## EXERCISE AIM
Select and copy each line of the items below that contains the word "opening". Treat uppercase and lowercase letters as distinct.

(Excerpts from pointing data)
↓
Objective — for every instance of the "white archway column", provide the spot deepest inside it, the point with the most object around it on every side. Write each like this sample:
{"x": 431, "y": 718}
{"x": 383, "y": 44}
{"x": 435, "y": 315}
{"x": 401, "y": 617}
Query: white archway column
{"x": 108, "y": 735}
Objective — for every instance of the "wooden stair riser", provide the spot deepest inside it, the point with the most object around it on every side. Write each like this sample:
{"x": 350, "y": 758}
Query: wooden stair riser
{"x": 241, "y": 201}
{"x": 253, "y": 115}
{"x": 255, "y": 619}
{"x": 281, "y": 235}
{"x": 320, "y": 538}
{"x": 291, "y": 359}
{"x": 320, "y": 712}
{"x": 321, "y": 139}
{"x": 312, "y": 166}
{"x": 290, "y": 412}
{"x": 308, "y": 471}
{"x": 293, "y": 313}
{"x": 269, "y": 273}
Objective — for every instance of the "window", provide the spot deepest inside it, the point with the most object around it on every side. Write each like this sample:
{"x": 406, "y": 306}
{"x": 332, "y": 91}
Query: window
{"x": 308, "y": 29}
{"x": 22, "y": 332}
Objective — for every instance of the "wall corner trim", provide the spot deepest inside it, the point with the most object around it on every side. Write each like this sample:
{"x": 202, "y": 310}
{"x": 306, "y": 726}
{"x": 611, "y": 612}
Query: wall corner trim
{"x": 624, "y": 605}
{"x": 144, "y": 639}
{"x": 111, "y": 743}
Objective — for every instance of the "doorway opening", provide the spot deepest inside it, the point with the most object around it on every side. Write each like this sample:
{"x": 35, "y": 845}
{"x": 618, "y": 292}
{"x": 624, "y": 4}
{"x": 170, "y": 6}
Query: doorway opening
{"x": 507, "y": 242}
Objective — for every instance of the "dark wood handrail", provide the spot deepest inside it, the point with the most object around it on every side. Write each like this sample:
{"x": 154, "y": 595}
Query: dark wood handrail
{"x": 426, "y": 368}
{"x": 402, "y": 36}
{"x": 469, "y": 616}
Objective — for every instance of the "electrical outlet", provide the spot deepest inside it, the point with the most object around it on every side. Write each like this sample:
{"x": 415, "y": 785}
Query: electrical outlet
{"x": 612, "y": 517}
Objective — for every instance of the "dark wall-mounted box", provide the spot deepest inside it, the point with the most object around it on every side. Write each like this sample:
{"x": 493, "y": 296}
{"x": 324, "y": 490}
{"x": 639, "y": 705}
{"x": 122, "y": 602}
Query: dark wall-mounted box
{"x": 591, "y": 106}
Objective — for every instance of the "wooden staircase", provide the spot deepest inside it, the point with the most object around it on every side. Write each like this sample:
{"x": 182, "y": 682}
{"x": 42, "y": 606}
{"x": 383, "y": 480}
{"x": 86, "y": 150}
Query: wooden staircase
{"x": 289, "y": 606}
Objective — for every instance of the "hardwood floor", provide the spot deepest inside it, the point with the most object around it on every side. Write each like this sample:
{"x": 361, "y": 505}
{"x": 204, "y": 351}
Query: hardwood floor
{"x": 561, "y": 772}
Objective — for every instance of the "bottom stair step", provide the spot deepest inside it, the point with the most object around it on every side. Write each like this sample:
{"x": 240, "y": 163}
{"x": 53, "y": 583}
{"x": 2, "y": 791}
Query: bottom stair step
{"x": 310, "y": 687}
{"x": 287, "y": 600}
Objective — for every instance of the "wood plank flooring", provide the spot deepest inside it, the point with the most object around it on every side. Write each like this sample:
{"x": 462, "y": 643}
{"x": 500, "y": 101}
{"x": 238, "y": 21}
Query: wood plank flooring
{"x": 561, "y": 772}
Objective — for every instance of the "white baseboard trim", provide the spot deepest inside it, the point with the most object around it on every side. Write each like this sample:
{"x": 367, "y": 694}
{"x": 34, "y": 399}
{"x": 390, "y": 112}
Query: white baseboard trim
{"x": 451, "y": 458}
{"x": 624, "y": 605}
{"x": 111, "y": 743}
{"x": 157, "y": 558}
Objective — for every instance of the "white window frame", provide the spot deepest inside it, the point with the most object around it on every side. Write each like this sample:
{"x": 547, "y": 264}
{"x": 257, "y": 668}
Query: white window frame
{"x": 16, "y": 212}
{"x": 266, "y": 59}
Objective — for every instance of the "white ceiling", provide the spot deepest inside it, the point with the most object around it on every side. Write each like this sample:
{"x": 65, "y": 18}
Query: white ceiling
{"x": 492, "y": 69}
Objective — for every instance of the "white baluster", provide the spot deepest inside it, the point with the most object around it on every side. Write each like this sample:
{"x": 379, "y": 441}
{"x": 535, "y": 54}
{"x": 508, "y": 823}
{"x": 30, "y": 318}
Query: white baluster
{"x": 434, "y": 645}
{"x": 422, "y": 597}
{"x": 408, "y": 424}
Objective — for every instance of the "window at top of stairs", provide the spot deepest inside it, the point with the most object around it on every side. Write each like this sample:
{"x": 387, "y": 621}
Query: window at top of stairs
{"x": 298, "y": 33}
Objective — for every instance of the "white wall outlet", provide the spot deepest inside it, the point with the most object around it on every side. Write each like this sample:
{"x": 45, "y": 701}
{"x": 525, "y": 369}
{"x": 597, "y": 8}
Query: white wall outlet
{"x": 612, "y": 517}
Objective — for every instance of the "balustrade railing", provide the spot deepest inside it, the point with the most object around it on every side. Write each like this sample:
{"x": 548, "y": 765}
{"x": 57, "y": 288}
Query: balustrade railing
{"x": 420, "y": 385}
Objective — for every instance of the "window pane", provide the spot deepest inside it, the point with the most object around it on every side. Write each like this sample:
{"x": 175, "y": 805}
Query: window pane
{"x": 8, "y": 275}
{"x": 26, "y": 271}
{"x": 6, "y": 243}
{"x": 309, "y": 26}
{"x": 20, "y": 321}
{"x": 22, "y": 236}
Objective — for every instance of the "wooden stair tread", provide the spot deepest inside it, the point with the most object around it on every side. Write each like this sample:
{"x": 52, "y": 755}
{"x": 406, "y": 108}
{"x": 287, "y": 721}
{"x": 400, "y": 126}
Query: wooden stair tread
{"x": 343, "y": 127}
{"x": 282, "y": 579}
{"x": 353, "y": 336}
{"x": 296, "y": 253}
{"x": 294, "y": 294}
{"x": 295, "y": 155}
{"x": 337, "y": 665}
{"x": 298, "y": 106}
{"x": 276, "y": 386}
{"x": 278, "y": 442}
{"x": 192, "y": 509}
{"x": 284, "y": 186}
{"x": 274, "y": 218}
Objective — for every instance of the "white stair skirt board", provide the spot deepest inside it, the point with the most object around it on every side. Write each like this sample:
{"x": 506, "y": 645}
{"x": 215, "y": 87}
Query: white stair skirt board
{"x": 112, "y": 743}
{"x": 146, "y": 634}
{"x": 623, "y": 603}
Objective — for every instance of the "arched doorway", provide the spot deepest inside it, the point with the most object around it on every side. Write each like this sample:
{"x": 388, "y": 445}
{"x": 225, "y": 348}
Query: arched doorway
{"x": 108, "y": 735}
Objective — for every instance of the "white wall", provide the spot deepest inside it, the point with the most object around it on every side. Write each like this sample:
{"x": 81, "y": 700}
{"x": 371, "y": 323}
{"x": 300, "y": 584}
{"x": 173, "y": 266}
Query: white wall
↑
## SOLUTION TO THIS TASK
Objective — for every instance of the "doorway opening", provide the spot deepest inside it, the point with the most object around it on every side. Write each like this sample:
Query: doorway opening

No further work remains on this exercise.